▶ _CONSIGNE 1_: Recopiez intégralement l'article sur la dissolution du RAJ, sans y changer quoi que ce soit.

▶ _TEXTE CITÉ_:
En Algérie, dissolution du RAJ, une ONG emblématique du Hirak

La dissolution de l’organisation de jeunesse RAJ et la suspension des activités d’un parti de gauche, le MDS, marquent une nouvelle étape dans l’affaiblissement général des forces d’opposition en Algérie.

Abdelouahab Fersaoui, leader du RAJ, lors de sa libération de la prison d’El Harrach, à Alger, le 18 mai 2020. © AFP. (Photo by RYAD KRAMDI / AFP)

Publié le 27 février 2023 Lecture : 3 minutes.

Le Conseil d’État a confirmé, ce jeudi 23 février, la dissolution définitive de la principale association de la jeunesse algérienne – le Rassemblement actions jeunesse (RAJ) – qui avait été à la pointe du Hirak ayant conduit à la démission de Abdelaziz Bouteflika. La haute juridiction administrative confirme ainsi la sanction prononcée en première instance par le tribunal d’Alger, en octobre 2021, à la suite d’une requête du ministère de l’Intérieur.

▶ _ENREGISTREMENTS FOURNIS_:
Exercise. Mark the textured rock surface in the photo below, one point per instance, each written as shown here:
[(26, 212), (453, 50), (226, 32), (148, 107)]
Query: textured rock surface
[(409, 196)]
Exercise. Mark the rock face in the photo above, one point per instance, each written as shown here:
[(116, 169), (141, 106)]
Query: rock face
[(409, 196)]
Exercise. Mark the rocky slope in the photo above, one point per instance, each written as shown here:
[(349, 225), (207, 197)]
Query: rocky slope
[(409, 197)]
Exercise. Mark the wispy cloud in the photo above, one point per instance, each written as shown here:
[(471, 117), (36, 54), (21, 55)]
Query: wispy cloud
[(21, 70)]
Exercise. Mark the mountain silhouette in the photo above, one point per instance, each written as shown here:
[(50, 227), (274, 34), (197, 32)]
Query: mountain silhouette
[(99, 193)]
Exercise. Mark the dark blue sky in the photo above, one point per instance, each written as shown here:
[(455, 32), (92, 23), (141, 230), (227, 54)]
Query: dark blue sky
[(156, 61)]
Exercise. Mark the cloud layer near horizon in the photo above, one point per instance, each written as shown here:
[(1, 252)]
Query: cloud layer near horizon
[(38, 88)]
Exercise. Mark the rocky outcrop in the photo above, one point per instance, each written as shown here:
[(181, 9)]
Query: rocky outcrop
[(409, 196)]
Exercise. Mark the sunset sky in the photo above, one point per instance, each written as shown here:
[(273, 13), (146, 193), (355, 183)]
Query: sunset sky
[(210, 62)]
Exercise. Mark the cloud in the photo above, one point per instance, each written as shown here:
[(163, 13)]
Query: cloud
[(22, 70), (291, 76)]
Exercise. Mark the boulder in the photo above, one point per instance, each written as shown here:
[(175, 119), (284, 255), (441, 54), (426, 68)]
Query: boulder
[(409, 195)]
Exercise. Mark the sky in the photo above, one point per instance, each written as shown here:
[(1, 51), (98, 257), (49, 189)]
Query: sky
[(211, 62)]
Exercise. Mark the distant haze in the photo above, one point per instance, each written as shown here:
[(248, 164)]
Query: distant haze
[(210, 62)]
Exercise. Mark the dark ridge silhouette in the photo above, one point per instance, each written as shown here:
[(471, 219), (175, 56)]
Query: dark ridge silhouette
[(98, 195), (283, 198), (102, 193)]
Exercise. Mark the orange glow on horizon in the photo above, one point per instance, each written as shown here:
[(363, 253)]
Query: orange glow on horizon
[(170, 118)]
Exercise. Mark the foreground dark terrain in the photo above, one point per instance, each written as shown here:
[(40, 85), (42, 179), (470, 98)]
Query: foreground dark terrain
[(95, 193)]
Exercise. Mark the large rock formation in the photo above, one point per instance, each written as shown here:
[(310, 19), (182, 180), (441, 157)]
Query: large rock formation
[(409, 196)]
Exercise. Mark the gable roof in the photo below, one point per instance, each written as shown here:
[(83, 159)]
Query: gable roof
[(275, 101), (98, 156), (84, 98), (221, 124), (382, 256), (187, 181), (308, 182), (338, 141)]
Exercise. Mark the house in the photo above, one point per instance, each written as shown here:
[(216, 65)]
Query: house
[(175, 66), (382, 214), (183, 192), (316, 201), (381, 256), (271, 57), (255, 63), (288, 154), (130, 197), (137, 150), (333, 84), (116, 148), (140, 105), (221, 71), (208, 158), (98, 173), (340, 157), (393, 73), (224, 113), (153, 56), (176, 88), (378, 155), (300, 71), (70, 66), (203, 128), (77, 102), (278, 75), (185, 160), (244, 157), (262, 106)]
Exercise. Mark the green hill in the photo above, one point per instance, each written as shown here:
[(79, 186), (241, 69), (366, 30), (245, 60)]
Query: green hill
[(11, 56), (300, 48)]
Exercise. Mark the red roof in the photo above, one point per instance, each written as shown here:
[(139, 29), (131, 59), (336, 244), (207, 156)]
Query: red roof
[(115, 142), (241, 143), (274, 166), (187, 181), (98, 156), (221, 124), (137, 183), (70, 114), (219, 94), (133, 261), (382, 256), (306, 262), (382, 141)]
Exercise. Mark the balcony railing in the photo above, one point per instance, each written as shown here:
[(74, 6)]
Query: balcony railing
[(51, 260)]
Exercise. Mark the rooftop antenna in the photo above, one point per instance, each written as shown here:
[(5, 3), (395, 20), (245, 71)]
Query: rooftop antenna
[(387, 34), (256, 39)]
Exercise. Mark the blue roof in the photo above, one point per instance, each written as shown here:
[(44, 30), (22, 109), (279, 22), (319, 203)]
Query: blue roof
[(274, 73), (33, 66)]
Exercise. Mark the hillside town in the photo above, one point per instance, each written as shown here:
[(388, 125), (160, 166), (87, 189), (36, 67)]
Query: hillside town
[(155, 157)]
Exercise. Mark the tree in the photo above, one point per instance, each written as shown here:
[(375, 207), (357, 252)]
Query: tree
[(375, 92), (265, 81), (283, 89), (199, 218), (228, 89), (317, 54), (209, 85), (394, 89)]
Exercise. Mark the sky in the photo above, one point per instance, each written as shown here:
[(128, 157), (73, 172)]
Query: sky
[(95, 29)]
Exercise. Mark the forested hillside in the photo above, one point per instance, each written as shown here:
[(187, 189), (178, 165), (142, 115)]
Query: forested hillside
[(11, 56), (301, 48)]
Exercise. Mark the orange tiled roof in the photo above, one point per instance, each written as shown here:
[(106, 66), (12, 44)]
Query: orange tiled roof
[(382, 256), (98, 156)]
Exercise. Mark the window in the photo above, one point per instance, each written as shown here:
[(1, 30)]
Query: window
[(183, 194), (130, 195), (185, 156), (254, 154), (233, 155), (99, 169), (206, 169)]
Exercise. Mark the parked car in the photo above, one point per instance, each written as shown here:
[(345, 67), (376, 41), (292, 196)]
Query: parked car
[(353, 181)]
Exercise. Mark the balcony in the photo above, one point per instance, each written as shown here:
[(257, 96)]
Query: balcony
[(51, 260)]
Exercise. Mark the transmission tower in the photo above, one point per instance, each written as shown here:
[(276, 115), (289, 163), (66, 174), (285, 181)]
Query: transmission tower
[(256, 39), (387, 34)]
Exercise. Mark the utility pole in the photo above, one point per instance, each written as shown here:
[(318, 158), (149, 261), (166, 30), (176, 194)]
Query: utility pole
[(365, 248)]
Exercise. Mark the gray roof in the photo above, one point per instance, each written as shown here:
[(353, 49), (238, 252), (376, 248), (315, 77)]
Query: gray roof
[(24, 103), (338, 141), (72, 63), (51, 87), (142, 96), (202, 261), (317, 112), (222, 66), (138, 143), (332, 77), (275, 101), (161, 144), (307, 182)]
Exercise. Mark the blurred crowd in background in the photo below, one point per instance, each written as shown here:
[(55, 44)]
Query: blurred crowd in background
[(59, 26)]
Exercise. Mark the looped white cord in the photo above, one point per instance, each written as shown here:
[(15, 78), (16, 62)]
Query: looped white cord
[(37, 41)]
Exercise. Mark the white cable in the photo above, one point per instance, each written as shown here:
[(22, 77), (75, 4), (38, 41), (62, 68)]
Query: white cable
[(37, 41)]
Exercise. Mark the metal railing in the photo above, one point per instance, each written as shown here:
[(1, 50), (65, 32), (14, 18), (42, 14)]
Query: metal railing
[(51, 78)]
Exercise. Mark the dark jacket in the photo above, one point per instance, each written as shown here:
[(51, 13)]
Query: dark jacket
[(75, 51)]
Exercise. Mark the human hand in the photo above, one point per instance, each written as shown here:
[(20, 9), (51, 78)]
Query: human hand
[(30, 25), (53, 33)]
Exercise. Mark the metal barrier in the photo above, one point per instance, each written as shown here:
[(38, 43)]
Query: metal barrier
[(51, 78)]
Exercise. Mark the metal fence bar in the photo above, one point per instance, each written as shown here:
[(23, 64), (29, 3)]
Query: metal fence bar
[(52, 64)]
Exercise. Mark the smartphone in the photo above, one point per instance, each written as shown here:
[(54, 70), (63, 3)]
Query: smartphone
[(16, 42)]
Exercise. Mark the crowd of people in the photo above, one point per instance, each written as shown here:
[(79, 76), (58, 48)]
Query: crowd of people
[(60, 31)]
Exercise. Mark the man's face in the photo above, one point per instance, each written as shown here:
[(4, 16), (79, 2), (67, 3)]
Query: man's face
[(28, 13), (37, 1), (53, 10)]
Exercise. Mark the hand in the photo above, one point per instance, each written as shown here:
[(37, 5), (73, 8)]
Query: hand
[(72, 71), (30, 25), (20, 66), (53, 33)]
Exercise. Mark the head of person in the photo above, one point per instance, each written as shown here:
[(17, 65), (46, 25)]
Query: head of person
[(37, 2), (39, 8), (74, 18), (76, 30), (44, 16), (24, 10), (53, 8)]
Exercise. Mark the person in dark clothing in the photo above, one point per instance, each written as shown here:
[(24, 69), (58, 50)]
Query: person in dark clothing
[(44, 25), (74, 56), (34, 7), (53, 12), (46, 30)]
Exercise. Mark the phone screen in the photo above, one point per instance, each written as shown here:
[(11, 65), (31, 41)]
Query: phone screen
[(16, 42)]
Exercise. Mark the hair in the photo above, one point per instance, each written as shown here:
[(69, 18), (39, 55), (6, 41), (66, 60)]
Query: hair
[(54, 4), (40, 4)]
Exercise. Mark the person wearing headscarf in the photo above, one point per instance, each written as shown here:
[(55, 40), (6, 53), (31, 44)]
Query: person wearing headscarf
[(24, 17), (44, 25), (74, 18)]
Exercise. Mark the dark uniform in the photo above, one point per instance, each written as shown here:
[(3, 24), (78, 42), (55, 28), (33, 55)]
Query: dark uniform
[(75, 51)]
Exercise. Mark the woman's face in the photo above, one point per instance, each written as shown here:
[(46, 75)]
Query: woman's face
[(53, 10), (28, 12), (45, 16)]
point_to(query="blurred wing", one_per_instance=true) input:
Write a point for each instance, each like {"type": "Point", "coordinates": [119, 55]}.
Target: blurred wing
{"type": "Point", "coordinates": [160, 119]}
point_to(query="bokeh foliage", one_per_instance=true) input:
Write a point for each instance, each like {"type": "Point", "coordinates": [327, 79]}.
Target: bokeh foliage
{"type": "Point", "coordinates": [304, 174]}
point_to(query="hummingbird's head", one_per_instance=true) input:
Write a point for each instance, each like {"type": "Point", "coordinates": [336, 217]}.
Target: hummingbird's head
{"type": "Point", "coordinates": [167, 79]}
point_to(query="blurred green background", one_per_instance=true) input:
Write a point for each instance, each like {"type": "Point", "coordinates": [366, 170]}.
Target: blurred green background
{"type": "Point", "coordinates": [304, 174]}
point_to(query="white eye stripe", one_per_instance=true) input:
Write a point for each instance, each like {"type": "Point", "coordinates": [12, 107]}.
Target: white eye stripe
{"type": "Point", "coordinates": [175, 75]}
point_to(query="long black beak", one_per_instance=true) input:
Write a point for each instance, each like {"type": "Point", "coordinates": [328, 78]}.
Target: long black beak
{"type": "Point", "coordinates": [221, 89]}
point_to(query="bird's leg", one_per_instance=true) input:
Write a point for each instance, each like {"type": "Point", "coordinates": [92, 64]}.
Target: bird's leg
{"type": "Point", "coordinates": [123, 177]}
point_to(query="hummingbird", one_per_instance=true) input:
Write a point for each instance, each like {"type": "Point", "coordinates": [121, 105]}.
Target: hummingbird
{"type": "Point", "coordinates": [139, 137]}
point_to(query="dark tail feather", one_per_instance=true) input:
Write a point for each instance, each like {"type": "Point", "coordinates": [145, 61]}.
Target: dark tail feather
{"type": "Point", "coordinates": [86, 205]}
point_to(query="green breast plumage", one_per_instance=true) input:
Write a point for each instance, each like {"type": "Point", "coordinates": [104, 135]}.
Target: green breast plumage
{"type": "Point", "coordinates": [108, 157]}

▶ _CONSIGNE 2_: Dans les enregistrements fournis, reprenez les lignes à partir de celle qui contient « Exercise. Mark the person in » jusqu'à celle qui contient « [(44, 25), (74, 56), (34, 7), (53, 12), (46, 30)] », ces deux lignes comprises. Mettez-les sous forme de tableau Markdown à deux colonnes, « N° » et « Ligne », en omettant les lignes vides.

▶ _RÉPONSE ATTENDUE 1_:
En Algérie, dissolution du RAJ, une ONG emblématique du Hirak

La dissolution de l’organisation de jeunesse RAJ et la suspension des activités d’un parti de gauche, le MDS, marquent une nouvelle étape dans l’affaiblissement général des forces d’opposition en Algérie.

Abdelouahab Fersaoui, leader du RAJ, lors de sa libération de la prison d’El Harrach, à Alger, le 18 mai 2020. © AFP. (Photo by RYAD KRAMDI / AFP)

Publié le 27 février 2023 Lecture : 3 minutes.

Le Conseil d’État a confirmé, ce jeudi 23 février, la dissolution définitive de la principale association de la jeunesse algérienne – le Rassemblement actions jeunesse (RAJ) – qui avait été à la pointe du Hirak ayant conduit à la démission de Abdelaziz Bouteflika. La haute juridiction administrative confirme ainsi la sanction prononcée en première instance par le tribunal d’Alger, en octobre 2021, à la suite d’une requête du ministère de l’Intérieur.

▶ _RÉPONSE ATTENDUE 2_:
| N° | Ligne |
|---|---|
| 1 | Exercise. Mark the person in dark clothing in the photo above, one point per instance, each written as shown here: |
| 2 | [(24, 69), (58, 50)] |
| 3 | Query: person in dark clothing |
| 4 | [(44, 25), (74, 56), (34, 7), (53, 12), (46, 30)] |